# [Records]
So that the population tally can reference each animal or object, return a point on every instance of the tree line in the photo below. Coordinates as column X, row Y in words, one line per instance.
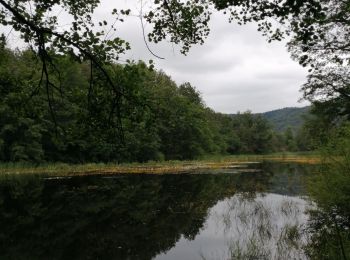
column 75, row 120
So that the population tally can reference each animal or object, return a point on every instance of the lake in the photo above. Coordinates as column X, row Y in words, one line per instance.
column 253, row 211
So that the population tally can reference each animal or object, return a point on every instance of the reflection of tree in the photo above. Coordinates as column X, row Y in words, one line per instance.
column 126, row 217
column 132, row 217
column 265, row 227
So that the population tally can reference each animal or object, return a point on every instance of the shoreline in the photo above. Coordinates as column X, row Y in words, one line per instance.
column 166, row 167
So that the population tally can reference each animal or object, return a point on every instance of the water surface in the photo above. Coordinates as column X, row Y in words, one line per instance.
column 221, row 214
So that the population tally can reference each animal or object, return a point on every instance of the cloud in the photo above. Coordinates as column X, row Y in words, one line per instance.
column 236, row 69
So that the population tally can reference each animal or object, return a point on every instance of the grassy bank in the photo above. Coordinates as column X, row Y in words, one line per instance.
column 212, row 162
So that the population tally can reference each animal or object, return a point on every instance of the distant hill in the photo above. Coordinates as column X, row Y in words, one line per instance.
column 283, row 118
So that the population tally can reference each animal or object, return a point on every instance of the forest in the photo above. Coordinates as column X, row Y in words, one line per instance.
column 158, row 120
column 66, row 98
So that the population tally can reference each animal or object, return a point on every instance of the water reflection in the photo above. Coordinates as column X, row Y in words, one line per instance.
column 211, row 216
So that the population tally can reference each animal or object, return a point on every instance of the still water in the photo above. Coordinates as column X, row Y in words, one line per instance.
column 252, row 211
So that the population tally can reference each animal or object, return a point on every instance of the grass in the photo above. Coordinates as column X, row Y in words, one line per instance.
column 212, row 162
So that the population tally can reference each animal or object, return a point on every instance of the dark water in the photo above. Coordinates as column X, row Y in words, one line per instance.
column 225, row 214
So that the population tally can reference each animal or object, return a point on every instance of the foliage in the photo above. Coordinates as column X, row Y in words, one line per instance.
column 330, row 189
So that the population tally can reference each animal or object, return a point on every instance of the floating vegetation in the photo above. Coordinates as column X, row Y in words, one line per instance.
column 233, row 164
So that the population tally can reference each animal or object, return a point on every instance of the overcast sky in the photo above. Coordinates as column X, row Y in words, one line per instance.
column 235, row 70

# [Task statement]
Retype all entries exactly, without the images.

# [Answer below]
So that the population tally can reference each animal or object, return a point on every instance of the tree line in the photo below. Coordinates as column X, row Y in words, one line per instance.
column 75, row 120
So that the population tally can reference each animal or object, return a point on every instance of the lake in the photo above. Coordinates as column X, row Y in words, one line per instance.
column 253, row 211
So that the population tally can reference each animal or object, return a point on every instance of the reflection of tree in the photo above. Coordinates as column X, row Y in words, one line per instance.
column 126, row 217
column 132, row 217
column 265, row 227
So that the population tally can reference each animal or object, return a point on every instance of the shoreline in the photo above. Coordinates as column X, row Y in words, one line per instance.
column 166, row 167
So that the population tally can reference each animal or object, return a point on every instance of the water surface in the photo above. Coordinates as column X, row Y in words, one line per instance.
column 221, row 214
So that the population tally can reference each animal or object, return a point on every instance of the cloud in the photo above. Coordinates as column X, row Y in words, one line per instance.
column 236, row 69
So that the population tally can reference each animal or object, return a point on every instance of the grassy bank in the photo above. Coordinates as column X, row Y in words, one line per instance.
column 212, row 162
So that the population tally can reference each animal or object, return a point on every instance of the distant hill in the photo above. Coordinates as column X, row Y in words, one line per instance.
column 283, row 118
So that the population tally can reference each animal or object, return a point on every instance of the forest in the photo above. Coordinates as column X, row Y in words, one line per instance.
column 158, row 120
column 66, row 98
So that the population tally can reference each animal or object, return a point on every instance of the water reflection in the photo above. Coordinates as column X, row Y in words, one line per instance.
column 211, row 216
So that the population tally can reference each animal or object, return a point on every instance of the still water in the photo above. Coordinates as column X, row Y in words, one line per instance.
column 252, row 211
So that the population tally can reference each animal or object, return a point on every instance of the grass in the photo above. Coordinates as column X, row Y in words, one line per instance.
column 212, row 162
So that the population tally can reference each animal or object, return a point on every instance of the dark water in the photo above. Coordinates as column X, row Y in words, one line per instance.
column 225, row 214
So that the population tally can reference each animal or object, return a point on every instance of the foliage in the photo above. Coordinates as column X, row Y in words, one line per instance.
column 330, row 189
So that the population tally can reference each animal or object, return a point on every instance of the floating vegetation in the photo above. Coordinates as column X, row Y in words, one line per instance.
column 233, row 164
So that the population tally can reference each animal or object, return a point on every instance of the overcast sky in the photo above. Coordinates as column X, row Y in words, one line per instance.
column 235, row 70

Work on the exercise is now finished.